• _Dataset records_
•••••

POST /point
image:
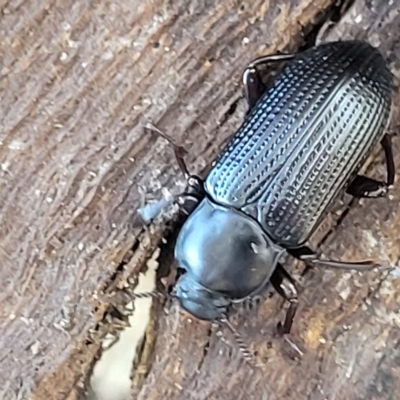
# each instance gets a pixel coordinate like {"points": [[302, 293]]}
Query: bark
{"points": [[77, 81]]}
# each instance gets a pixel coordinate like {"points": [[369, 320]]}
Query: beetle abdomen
{"points": [[305, 139]]}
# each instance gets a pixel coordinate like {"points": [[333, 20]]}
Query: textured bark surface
{"points": [[347, 323], [77, 79]]}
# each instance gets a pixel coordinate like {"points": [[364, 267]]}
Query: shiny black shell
{"points": [[305, 139]]}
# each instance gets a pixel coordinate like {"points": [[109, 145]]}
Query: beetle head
{"points": [[198, 301], [226, 256]]}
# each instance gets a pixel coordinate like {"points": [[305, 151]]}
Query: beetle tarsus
{"points": [[308, 256], [362, 186], [254, 87], [285, 285]]}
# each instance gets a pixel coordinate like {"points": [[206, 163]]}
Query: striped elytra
{"points": [[305, 139]]}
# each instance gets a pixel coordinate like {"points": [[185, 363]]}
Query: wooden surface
{"points": [[77, 80]]}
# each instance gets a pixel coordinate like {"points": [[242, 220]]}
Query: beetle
{"points": [[299, 148]]}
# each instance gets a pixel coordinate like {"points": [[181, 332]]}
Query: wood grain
{"points": [[77, 80], [347, 323]]}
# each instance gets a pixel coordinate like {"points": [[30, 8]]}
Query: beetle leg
{"points": [[254, 87], [285, 285], [305, 254], [362, 186], [188, 200]]}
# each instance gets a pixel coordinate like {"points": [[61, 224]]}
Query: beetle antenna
{"points": [[243, 347]]}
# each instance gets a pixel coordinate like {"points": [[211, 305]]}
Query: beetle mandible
{"points": [[300, 147]]}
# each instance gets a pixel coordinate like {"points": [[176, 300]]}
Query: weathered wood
{"points": [[347, 324], [76, 81]]}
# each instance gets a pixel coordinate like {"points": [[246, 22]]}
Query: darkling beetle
{"points": [[299, 148]]}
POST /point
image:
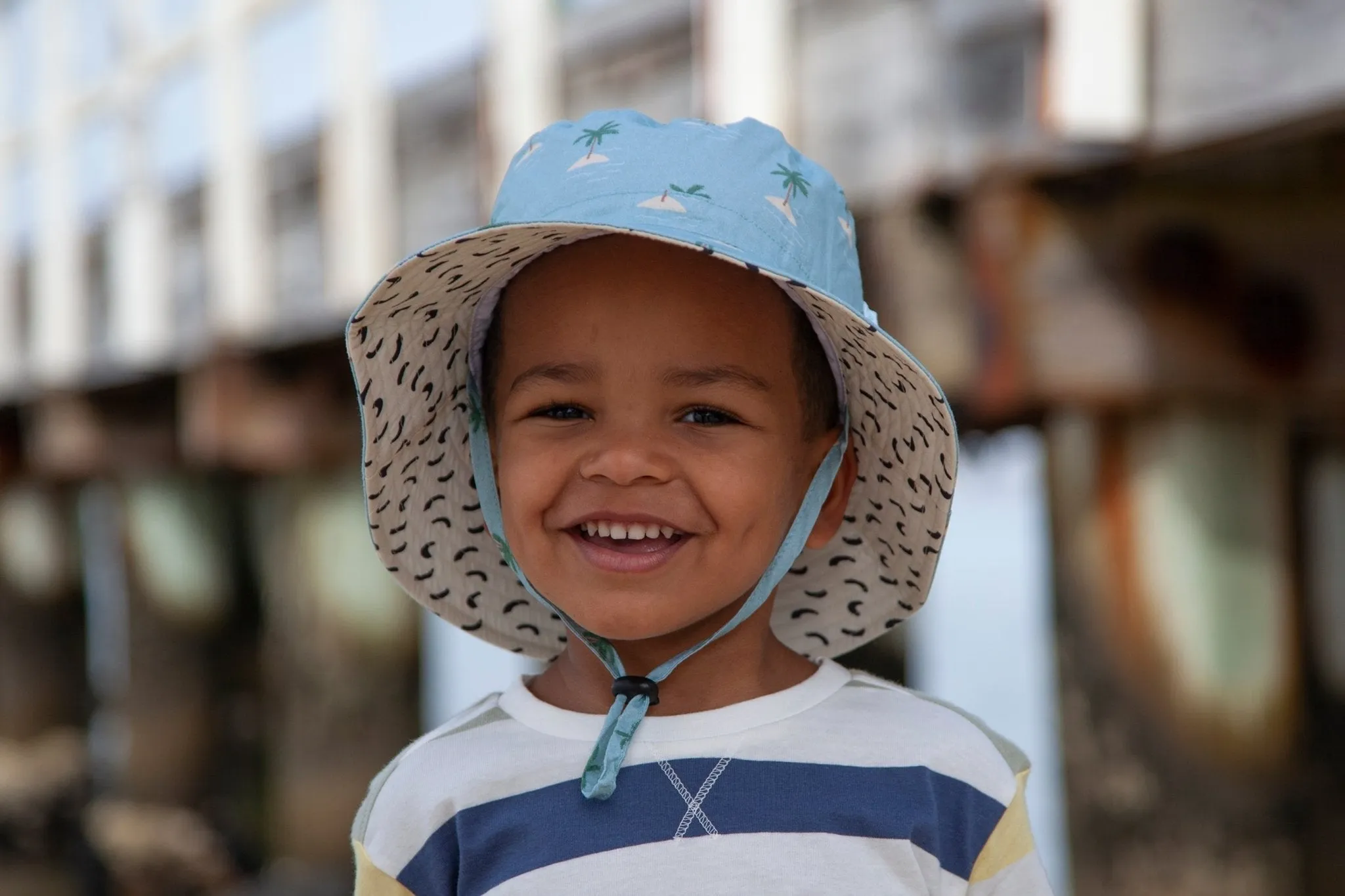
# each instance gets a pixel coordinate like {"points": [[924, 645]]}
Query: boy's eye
{"points": [[562, 413], [708, 417]]}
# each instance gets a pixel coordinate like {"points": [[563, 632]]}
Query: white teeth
{"points": [[631, 531]]}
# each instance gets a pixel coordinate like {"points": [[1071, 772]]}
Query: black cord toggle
{"points": [[636, 685]]}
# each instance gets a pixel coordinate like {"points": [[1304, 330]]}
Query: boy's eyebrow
{"points": [[556, 372], [731, 373]]}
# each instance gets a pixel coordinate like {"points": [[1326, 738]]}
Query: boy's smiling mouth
{"points": [[623, 545]]}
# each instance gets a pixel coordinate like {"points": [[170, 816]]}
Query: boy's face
{"points": [[648, 387]]}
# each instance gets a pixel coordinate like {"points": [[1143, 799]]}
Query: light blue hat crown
{"points": [[740, 190]]}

•••••

• _Task description_
Count the lines of the material that contain the word "black". Reply with the number alone.

• _Written reply_
2